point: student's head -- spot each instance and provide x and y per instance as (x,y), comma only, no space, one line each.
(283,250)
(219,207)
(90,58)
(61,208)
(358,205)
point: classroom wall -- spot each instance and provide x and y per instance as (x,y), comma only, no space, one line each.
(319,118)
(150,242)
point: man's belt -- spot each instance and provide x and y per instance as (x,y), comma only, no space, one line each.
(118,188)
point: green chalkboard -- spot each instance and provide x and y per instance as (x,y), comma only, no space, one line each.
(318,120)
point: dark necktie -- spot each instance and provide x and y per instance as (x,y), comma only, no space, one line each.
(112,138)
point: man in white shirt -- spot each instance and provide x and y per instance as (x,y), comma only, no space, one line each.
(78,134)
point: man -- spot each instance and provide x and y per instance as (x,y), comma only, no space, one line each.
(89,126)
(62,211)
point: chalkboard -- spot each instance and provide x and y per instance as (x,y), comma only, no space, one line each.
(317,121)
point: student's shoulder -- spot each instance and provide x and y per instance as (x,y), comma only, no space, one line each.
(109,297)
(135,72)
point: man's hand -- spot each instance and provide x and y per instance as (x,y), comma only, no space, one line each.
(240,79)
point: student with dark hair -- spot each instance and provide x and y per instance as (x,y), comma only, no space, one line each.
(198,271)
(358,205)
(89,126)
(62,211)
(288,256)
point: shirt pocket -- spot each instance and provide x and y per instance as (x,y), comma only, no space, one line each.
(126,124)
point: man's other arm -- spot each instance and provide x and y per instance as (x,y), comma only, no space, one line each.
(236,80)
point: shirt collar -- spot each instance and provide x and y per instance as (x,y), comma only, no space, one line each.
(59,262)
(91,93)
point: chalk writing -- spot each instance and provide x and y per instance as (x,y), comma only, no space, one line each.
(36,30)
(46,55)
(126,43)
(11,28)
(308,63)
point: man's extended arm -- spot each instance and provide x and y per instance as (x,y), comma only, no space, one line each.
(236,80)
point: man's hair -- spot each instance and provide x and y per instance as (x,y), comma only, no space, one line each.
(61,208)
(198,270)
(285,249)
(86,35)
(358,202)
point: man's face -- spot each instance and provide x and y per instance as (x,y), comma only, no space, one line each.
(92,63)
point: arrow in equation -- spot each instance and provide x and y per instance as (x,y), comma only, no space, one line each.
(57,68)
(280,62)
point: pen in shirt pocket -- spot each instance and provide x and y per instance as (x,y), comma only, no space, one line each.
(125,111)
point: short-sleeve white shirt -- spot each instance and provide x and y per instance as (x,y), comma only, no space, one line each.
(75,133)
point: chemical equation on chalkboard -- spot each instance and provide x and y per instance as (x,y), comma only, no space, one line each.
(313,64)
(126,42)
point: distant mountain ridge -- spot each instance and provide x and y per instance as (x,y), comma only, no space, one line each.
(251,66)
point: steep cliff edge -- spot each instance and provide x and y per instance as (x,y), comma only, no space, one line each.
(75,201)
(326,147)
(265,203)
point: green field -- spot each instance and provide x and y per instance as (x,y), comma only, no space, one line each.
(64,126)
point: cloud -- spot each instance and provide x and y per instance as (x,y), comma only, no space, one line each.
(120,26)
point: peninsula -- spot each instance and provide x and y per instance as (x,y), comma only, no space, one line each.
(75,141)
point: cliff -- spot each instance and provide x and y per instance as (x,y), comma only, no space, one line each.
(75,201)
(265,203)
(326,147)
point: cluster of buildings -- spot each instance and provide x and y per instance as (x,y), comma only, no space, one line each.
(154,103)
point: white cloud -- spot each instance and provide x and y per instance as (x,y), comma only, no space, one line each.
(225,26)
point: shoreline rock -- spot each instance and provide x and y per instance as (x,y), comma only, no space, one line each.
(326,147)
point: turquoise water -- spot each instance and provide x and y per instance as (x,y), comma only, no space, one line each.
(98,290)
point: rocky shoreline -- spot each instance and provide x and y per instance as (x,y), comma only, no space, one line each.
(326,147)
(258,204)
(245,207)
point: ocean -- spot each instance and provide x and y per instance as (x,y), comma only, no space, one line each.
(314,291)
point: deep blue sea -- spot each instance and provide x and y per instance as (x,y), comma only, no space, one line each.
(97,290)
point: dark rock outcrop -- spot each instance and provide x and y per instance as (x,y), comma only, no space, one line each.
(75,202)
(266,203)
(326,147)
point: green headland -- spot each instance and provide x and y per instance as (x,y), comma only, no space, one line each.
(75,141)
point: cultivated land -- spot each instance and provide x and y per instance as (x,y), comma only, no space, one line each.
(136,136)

---

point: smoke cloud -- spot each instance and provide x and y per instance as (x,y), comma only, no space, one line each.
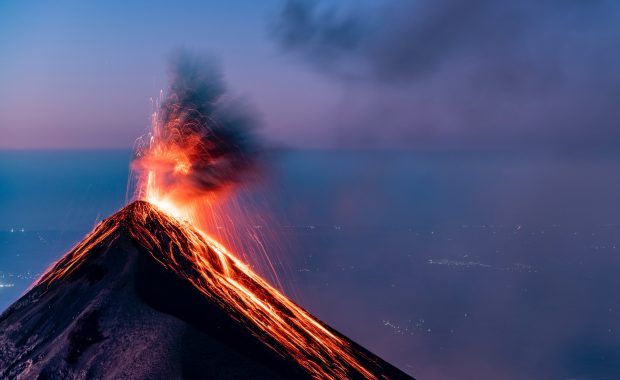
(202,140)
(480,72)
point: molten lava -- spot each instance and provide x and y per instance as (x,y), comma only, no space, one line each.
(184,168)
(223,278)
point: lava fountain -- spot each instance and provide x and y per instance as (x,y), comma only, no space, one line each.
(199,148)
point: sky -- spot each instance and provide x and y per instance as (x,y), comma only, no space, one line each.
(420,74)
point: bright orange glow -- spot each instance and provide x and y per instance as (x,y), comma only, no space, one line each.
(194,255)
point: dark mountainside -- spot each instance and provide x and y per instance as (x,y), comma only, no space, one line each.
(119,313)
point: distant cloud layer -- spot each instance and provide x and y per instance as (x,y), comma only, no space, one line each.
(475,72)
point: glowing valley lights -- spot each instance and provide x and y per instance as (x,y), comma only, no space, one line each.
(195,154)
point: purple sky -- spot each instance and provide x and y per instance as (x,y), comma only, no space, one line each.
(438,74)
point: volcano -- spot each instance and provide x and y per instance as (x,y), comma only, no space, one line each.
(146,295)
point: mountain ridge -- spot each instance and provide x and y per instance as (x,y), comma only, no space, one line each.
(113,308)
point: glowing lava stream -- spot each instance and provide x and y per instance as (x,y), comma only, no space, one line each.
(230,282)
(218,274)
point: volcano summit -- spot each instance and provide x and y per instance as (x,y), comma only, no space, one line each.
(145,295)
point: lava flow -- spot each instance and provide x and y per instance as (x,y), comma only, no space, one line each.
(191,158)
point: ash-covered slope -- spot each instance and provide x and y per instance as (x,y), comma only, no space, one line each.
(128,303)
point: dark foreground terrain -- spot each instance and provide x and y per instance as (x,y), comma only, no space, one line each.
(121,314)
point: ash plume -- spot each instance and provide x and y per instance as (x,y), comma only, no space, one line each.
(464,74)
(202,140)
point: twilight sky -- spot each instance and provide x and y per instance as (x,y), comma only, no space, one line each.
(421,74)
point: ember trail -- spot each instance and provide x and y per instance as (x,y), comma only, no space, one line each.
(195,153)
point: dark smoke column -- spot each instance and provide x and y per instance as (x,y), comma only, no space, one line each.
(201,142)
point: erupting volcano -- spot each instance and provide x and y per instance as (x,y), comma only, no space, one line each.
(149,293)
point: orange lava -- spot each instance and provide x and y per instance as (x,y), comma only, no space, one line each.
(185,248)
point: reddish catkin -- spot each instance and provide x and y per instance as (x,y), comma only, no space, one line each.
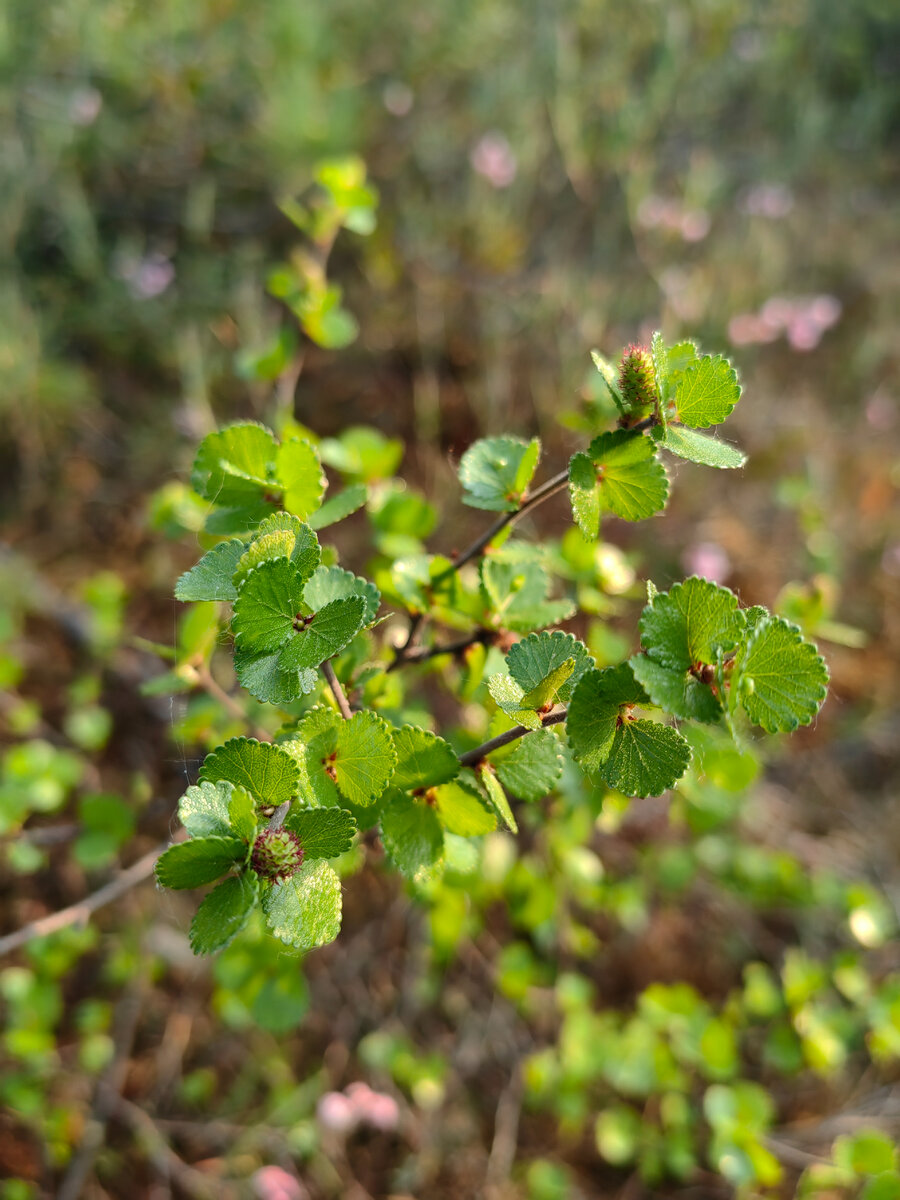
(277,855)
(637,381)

---

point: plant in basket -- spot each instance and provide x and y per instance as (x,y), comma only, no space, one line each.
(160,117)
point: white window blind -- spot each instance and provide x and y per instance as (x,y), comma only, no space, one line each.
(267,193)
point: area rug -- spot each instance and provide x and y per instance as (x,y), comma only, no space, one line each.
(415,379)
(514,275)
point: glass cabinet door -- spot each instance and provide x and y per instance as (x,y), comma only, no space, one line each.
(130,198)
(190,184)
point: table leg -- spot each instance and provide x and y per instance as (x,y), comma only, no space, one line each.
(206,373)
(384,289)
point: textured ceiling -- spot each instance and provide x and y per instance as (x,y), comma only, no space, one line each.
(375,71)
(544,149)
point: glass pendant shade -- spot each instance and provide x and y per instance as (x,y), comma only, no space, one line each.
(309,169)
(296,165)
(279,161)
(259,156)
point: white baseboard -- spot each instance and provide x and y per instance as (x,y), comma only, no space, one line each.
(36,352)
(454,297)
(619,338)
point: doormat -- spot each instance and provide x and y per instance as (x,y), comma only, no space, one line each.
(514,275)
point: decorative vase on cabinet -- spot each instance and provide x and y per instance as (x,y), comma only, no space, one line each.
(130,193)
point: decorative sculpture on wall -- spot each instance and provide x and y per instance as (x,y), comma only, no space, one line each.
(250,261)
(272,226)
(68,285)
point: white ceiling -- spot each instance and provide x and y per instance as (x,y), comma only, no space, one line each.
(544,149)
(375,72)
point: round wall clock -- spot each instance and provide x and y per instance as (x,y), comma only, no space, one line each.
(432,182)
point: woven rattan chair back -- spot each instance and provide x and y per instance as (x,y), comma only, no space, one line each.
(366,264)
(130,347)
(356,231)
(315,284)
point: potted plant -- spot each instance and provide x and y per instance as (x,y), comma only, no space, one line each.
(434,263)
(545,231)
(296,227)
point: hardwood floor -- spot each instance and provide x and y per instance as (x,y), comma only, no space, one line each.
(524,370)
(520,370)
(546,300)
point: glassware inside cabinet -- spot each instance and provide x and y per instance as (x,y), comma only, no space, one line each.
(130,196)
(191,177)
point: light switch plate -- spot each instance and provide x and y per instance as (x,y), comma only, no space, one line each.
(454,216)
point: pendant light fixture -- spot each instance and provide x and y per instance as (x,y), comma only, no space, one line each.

---

_Required work_
Pull out each line in the records above that contains the string "equation", copying every such line in full.

_Exercise answer_
point: arrow in equation -- spot each instance and provide x and y per instance as (x,y), comma only, no space, one line each.
point: chemical equation on chalkboard -- spot each instance and provide x and y per instance as (x,y), comma only, no space, one line each.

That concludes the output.